### WRITTEN PROBLEM 1
Revise the stretch of the court order from "I. BACKGROUND" through "18 & Ex. F.", changing "CCS" to "Credit Control Services".

Opinion
2:20-cv-00430-KJM-DB
06-07-2022
ORDER
Plaintiff Maghen Ward and defendant Credit Control Services (CCS) disagree about whether a collection letter misreported the amount of Ward's debt in violation of state and federal law. Both have moved for summary judgment. As explained in this order, both motions are denied because a key factual dispute remains unresolved. The court excludes from the record a letter and email Ward relies on, as she produced them after the fact discovery deadline without explanation. The court also orders Ward to show cause why the costs of the late production should not be awarded against her under Rule 16(f)(2).
I. BACKGROUND
Ward had an auto insurance policy from Farmers Insurance Group, which she canceled sometime in 2019. See Farmers Ins. Billing Stmt. (Mar. 2, 2020), Ward Mot. Ex. G, ECF No. 173. After the policy was canceled, she still owed unpaid premiums to Farmers, and she defaulted on that debt. Resp. Def's Stmt. Fact Nos. 5-6, ECF No. 21-1. In late 2019, Farmers assigned the debt to CCS for collection. See Stoddard Decl. ¶¶ 6-8 & Ex. A, ECF No. 17-4. In January 2020, CCS sent a letter to Ward notifying her of the debt. See id. ¶ 13 & Ex. C. After Ward received the letter, she contacted Farmers, who agreed to apply credits and reduce the debt. See id. ¶ 18 & Ex. F.

### WRITTEN PROBLEM 2
Find each line in the entries below that contains the word "every" and copy those lines.

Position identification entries
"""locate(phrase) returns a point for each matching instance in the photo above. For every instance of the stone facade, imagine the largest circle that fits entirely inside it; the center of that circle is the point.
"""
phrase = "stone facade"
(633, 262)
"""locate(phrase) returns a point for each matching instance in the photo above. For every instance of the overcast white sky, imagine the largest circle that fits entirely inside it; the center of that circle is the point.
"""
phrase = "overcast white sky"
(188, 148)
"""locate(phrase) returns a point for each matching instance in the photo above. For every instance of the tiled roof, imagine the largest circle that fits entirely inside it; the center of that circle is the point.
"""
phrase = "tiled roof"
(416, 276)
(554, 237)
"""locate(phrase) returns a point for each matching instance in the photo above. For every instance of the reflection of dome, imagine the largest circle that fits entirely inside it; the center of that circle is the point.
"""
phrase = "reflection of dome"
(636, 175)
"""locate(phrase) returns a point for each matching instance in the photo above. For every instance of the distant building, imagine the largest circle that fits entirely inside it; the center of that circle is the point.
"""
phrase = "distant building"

### WORKED ANSWER 1
I. BACKGROUND
Ward had an auto insurance policy from Farmers Insurance Group, which she canceled sometime in 2019. See Farmers Ins. Billing Stmt. (Mar. 2, 2020), Ward Mot. Ex. G, ECF No. 173. After the policy was canceled, she still owed unpaid premiums to Farmers, and she defaulted on that debt. Resp. Def's Stmt. Fact Nos. 5-6, ECF No. 21-1. In late 2019, Farmers assigned the debt to Credit Control Services for collection. See Stoddard Decl. ¶¶ 6-8 & Ex. A, ECF No. 17-4. In January 2020, Credit Control Services sent a letter to Ward notifying her of the debt. See id. ¶ 13 & Ex. C. After Ward received the letter, she contacted Farmers, who agreed to apply credits and reduce the debt. See id. ¶ 18 & Ex. F.

### WORKED ANSWER 2
"""locate(phrase) returns a point for each matching instance in the photo above. For every instance of the stone facade, imagine the largest circle that fits entirely inside it; the center of that circle is the point.
"""locate(phrase) returns a point for each matching instance in the photo above. For every instance of the overcast white sky, imagine the largest circle that fits entirely inside it; the center of that circle is the point.
"""locate(phrase) returns a point for each matching instance in the photo above. For every instance of the tiled roof, imagine the largest circle that fits entirely inside it; the center of that circle is the point.
"""locate(phrase) returns a point for each matching instance in the photo above. For every instance of the reflection of dome, imagine the largest circle that fits entirely inside it; the center of that circle is the point.
"""locate(phrase) returns a point for each matching instance in the photo above. For every instance of the distant building, imagine the largest circle that fits entirely inside it; the center of that circle is the point.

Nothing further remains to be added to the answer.